▸ Instruction
Reproduce all the lines below exactly and omit the images.

▸ Records for the exercise
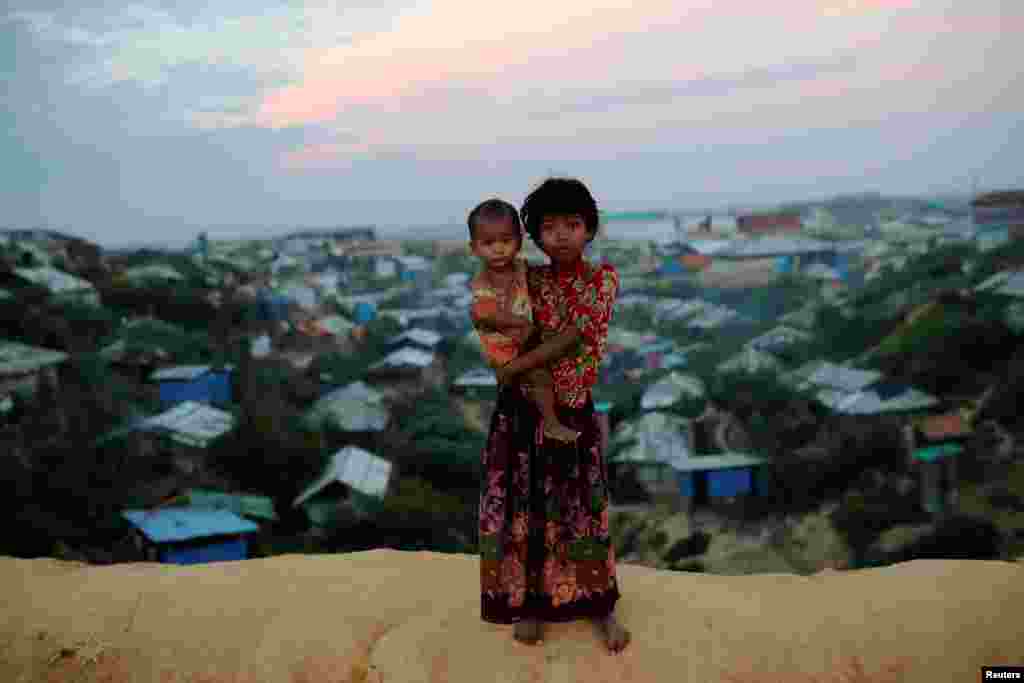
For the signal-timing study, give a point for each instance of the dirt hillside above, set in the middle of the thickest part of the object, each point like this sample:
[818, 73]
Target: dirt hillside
[391, 615]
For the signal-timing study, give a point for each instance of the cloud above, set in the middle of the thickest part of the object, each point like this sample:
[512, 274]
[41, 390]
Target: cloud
[704, 87]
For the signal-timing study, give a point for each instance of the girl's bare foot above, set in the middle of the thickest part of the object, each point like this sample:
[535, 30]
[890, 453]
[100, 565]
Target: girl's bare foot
[560, 432]
[527, 631]
[615, 635]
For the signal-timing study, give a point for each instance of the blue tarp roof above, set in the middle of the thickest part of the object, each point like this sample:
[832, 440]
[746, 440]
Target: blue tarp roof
[187, 522]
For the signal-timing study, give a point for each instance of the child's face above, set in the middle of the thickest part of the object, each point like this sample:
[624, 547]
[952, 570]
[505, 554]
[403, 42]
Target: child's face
[497, 243]
[563, 238]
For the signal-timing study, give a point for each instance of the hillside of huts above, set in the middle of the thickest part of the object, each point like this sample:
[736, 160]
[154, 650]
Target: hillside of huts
[785, 401]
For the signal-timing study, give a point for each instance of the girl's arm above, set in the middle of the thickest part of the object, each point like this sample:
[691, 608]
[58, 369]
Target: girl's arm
[543, 354]
[486, 312]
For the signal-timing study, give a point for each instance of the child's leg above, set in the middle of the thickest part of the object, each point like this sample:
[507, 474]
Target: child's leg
[542, 390]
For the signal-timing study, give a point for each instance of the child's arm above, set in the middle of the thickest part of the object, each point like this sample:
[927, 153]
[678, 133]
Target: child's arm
[486, 313]
[543, 354]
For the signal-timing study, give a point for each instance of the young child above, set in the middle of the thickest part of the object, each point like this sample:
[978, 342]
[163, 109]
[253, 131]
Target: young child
[501, 311]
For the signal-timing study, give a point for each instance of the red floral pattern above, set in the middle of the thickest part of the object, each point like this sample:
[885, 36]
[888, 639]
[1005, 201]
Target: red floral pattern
[545, 546]
[586, 297]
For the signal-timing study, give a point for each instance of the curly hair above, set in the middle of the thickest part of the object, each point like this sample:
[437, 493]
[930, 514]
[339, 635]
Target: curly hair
[559, 197]
[493, 209]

▸ Reply to the exercise
For the signal-timing study, give a point for each instance of the dirt hillside above, set in the middle of the thickest part of the object, each point like this sample:
[818, 73]
Target: dirt hillside
[391, 615]
For the signal-timing study, give a point for each instance of the cloud above, set in the middle of the thickest part of the object, each point like this sample:
[512, 274]
[41, 390]
Target: cloud
[704, 87]
For the signal-timing study, give a point for each instance of the girl's bare foot above, set in the middle of the thickest part of the object, each point like this sample:
[535, 30]
[890, 453]
[100, 565]
Target: girl's bare foot
[560, 432]
[527, 631]
[615, 635]
For the signal-timing study, give a point for each instance of the blue tarp roof above, set in the middle of the thickest part of the object, each point like this sample:
[832, 440]
[746, 440]
Target: blue tarp roof
[187, 522]
For the signal-timing study, give a point for each instance of the child's face above, set in the middle of the thickest part of the object, each point like this sample:
[624, 547]
[952, 570]
[505, 554]
[403, 42]
Target: child's face
[497, 243]
[563, 238]
For the signal-timing study, give a point for each instance of the hillside of huts above, set in the middle of the thickest part of the object, each point like this sample:
[736, 160]
[154, 650]
Target: hillside of huts
[785, 401]
For the signal-timing study, give a point for each instance of the girl's arm above, set in the middle of the thickest part of the object, each point like this sample:
[691, 608]
[58, 369]
Target: girl's arm
[543, 354]
[486, 312]
For the signal-timing study, give a point for each instance of the child's leg above, set in the middle of the thickest part of the object, each point like this sample:
[507, 474]
Target: child's leg
[542, 390]
For the signal-timing study, give a point for each instance of the child's arm above, set in the middle of the thickest part of the object, each point like this sample:
[927, 153]
[678, 133]
Target: child's arm
[486, 313]
[543, 354]
For the signal-timing study, give a point for each instance of the young child above, set in the middle of the thickest part of the object, each point like this sample:
[978, 342]
[163, 109]
[253, 131]
Target: young child
[501, 311]
For the signal-timing study, give a point for each instance of the red floral pattern above, set in the middle of the thickest part of the object, each point like this sample:
[885, 36]
[888, 639]
[1005, 201]
Target: red floral pattern
[545, 546]
[586, 297]
For the signal-timing study, give a point for each instance of the curly hair above, set in the middle of the thickest part of the object, each point like this sample:
[437, 493]
[930, 514]
[339, 635]
Target: curly hair
[559, 197]
[493, 209]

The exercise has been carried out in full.